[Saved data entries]
|---|
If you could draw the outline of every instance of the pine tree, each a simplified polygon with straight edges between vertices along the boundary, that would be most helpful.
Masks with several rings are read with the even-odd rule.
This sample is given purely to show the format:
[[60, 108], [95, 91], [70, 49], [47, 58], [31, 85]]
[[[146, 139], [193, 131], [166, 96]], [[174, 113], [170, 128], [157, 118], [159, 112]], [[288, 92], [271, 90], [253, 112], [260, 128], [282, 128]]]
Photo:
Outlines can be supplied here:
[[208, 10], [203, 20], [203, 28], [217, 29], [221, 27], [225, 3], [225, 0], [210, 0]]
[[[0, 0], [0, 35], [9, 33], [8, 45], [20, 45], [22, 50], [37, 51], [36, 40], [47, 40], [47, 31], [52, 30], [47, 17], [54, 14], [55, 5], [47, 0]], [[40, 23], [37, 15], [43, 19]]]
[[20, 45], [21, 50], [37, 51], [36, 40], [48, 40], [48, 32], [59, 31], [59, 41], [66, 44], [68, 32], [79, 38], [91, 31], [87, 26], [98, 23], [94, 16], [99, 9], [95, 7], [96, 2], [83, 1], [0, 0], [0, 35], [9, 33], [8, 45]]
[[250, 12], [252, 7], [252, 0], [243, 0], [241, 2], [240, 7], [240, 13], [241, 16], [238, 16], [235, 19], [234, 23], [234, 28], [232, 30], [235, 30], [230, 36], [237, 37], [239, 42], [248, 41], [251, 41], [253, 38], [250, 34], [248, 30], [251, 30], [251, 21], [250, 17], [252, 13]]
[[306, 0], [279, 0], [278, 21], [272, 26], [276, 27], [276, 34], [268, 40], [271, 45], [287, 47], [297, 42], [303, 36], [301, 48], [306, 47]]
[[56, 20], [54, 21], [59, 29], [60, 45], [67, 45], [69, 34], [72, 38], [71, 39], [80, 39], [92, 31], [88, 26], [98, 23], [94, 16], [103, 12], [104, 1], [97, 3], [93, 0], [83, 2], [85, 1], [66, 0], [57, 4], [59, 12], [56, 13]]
|---|
Written task:
Return the full listing above verbatim, reproducing every line in its original order without any changes.

The answer:
If you could draw the outline of every instance of the pine tree, each a simplified polygon with straight edges between vertices along the boundary, that would be most helpful.
Masks with several rings are read with the even-odd rule.
This sample is given purely to show the format:
[[60, 108], [95, 91], [70, 49], [47, 58], [31, 85]]
[[[146, 139], [193, 131], [166, 96]], [[174, 113], [170, 128], [157, 118], [159, 112]], [[288, 92], [271, 90], [253, 112], [260, 128], [282, 128]]]
Photo:
Outlines can be supplied here:
[[208, 10], [203, 20], [203, 28], [217, 29], [221, 27], [225, 3], [225, 0], [210, 0]]
[[[0, 0], [0, 35], [9, 33], [8, 45], [20, 45], [22, 50], [37, 51], [36, 40], [47, 40], [47, 31], [52, 30], [47, 17], [54, 14], [55, 5], [47, 0]], [[40, 23], [37, 15], [43, 19]]]
[[20, 45], [21, 50], [37, 51], [36, 40], [48, 40], [48, 32], [59, 31], [59, 41], [66, 44], [68, 32], [79, 38], [91, 31], [87, 26], [98, 23], [94, 16], [99, 9], [95, 7], [96, 2], [83, 1], [0, 0], [0, 35], [9, 33], [8, 45]]
[[250, 12], [252, 7], [252, 0], [243, 0], [241, 2], [240, 7], [240, 13], [241, 16], [238, 16], [235, 19], [234, 23], [234, 28], [232, 30], [235, 30], [230, 36], [237, 37], [239, 42], [248, 41], [251, 41], [253, 38], [250, 34], [248, 30], [251, 30], [251, 21], [250, 17], [252, 13]]
[[306, 0], [279, 0], [278, 21], [272, 26], [276, 27], [276, 34], [268, 40], [271, 45], [287, 47], [297, 42], [303, 36], [301, 48], [306, 47]]
[[56, 20], [54, 21], [59, 29], [60, 45], [67, 45], [69, 34], [72, 38], [71, 39], [80, 39], [92, 31], [88, 26], [98, 23], [94, 16], [103, 12], [104, 1], [97, 3], [93, 0], [83, 2], [85, 1], [66, 0], [57, 4], [59, 12], [56, 13]]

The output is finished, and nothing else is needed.